_EXERCISE TASKS_
(1) According to the financial reform text, how large a fund does the House bill want for liquidating troubled firms?
(2) Please retype everything in the financial reform text from "Seeking a middle" down to "simpler and bigger.".

_GIVEN TEXT_
◆ ◆ ◆ ◆ ◆
Republicans are still trying to water down the bill, which won Senate committee approval last month.
The House of Representatives approved a bill in December. It would have to be merged with whatever the Senate produces before a final measure could go to Obama to be signed into law. Analysts say that could happen by mid-year.
Below are snapshots of the major reform proposals.
PREVENTING MORE BAILOUTS
* Objective: Squash idea that some financial firms are "too big to fail." Prevent future bailouts like AIG's.
But also, prevent disaster that can come from refusing to bail out troubled firms, as Bush administration did in 2008 with Lehman Brothers. Its collapse froze markets worldwide.
Seeking a middle ground between bailout and bankruptcy, Senate bill sets up "orderly liquidation" process for large firms in distress. Authorities could seize and dismantle them.
Bill creates $50-billion fund to pay for such actions. Firms with assets above $50 billion would pay into fund.
Republicans object to this. Fund could borrow from Treasury if it ran short of money. "Backdoor bailout," Republicans say.
* House-Senate dynamic: House bill, like Senate's, sets up new liquidation process, but it's simpler and bigger.
House wants a $200-billion fund. Firms with assets over $50 billion would pay $150 billion into it. Fund could borrow another $50 billion from the Treasury if needed.
* Winners and losers: If new strategy works, economy is better protected from damaging financial sector crises. Big financial firms likely take a hit by having to pay fees.
Some Republicans want to kill liquidation fund idea entirely, but "orderly liquidation" needs financing.
There is wide, bipartisan support for a new liquidation process. Someone will have to pay for it. With congressional elections set for November, it probably won't be taxpayers.
PROTECTING CONSUMERS
* Objective: Stop abusive home mortgages, credit cards.
Senate bill creates financial consumer protection bureau inside Federal Reserve to regulate such products.
Obama, many Democrats want more, namely a watchdog that is an independent agency, with more power than a Fed unit.
House-Senate dynamic: House bill calls for independent agency. Senate bill puts it in Fed to appease Republicans.
House bill exempts many businesses from watchdog's oversight. Senate bill has fewer outright exemptions.
Winners and losers: Consumers can expect stronger protections. Credit card firms, mortgage lenders face tougher regulatory regime ahead, regardless of where watchdog set up.
VOLCKER RULE
* Objective: Ban risky trading, unrelated to customers' needs, at banks with cost-of-capital edge conferred by their being backed by taxpayers, either directly or otherwise.
Obama proposed this ban on "proprietary trading" in January, along with his adviser, former Fed chairman Paul Volcker. It may become law, but probably not as written.
Provisions embodying "Volcker rule" are in Senate bill, but it leaves door open to regulators watering it down later.
* House-Senate dynamic: Volcker rule not in House bill.
* Winners and losers: Too soon to say. Volcker says enacting rule would avert next financial crisis. Large firms could lose profits if rule is enacted. But Senate bill, as written, falls well short of making that a certainty.
◆ ◆ ◆ ◆ ◆
_GIVEN DATA_
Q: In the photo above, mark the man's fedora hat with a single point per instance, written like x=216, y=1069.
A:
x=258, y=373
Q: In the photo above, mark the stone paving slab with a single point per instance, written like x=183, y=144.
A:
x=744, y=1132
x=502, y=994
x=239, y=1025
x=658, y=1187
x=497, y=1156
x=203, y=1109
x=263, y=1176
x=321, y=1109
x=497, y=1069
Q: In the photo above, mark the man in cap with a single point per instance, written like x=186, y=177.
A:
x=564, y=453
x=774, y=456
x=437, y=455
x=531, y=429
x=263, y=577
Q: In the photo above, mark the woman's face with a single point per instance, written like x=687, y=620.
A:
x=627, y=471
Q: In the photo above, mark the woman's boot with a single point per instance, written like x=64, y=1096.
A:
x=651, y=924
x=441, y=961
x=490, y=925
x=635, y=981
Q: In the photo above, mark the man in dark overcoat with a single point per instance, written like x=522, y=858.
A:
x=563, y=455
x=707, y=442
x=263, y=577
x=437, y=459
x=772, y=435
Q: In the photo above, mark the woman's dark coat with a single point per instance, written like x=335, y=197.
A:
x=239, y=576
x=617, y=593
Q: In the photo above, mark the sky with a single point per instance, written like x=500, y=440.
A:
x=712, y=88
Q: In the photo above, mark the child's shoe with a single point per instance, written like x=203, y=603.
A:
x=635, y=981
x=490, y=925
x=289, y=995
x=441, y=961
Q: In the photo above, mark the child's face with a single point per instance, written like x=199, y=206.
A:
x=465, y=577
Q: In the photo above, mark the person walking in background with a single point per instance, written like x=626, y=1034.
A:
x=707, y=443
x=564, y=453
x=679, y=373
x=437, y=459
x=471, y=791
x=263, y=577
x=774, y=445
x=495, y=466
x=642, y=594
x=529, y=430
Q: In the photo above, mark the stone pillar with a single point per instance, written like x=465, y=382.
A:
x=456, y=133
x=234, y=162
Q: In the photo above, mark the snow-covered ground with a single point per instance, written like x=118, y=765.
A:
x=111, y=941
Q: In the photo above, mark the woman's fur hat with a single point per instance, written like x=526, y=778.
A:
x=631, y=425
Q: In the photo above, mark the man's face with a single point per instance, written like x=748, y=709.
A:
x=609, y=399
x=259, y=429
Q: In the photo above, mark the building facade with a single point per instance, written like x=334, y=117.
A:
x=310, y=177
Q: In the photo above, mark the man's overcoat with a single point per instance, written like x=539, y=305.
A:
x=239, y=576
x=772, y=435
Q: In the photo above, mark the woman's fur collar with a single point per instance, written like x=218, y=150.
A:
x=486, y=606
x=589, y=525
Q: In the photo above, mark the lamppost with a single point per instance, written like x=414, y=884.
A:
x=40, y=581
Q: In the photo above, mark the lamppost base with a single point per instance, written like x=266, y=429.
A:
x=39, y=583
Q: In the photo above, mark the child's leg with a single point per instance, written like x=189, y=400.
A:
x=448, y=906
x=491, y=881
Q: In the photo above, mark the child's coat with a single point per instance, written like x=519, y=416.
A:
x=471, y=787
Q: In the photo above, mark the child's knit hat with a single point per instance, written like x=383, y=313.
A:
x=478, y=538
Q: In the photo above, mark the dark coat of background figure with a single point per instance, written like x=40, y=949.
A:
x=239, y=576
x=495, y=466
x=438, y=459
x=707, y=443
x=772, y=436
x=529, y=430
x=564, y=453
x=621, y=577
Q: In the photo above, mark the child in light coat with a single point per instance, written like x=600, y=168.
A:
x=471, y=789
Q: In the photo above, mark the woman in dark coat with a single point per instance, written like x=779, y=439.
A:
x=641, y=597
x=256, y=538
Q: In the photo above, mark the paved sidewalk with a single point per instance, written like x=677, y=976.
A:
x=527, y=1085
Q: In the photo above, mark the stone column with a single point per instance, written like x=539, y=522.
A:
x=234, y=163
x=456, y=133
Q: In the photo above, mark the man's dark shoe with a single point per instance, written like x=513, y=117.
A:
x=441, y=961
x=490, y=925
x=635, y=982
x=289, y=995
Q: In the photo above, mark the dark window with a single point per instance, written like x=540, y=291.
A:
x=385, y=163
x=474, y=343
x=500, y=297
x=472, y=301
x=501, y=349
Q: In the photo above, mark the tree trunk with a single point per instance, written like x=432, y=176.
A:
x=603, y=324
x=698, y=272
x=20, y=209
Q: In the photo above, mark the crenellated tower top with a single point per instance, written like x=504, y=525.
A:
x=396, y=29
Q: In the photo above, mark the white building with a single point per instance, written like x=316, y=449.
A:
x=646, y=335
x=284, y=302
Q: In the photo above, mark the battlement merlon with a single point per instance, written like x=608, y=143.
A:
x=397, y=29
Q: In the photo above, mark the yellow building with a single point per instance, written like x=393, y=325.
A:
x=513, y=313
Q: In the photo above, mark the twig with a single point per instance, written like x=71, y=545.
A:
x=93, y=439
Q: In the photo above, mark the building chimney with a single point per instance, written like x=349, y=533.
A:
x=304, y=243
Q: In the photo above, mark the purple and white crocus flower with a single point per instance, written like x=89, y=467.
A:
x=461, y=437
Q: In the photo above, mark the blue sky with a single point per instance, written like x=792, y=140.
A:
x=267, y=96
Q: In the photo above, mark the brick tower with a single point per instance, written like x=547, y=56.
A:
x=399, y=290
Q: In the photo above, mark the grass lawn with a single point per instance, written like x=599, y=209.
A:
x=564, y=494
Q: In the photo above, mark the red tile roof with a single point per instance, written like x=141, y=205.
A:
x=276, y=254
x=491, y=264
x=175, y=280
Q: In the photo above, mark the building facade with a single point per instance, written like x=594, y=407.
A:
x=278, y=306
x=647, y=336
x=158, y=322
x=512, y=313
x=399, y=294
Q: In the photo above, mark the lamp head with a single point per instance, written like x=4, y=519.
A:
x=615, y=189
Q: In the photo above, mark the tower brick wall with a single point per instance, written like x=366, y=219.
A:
◆ ◆ ◆ ◆ ◆
_SOLUTIONS TO THE PROBLEMS_
(1) $200 billion.

(2)
Seeking a middle ground between bailout and bankruptcy, Senate bill sets up "orderly liquidation" process for large firms in distress. Authorities could seize and dismantle them.
Bill creates $50-billion fund to pay for such actions. Firms with assets above $50 billion would pay into fund.
Republicans object to this. Fund could borrow from Treasury if it ran short of money. "Backdoor bailout," Republicans say.
* House-Senate dynamic: House bill, like Senate's, sets up new liquidation process, but it's simpler and bigger.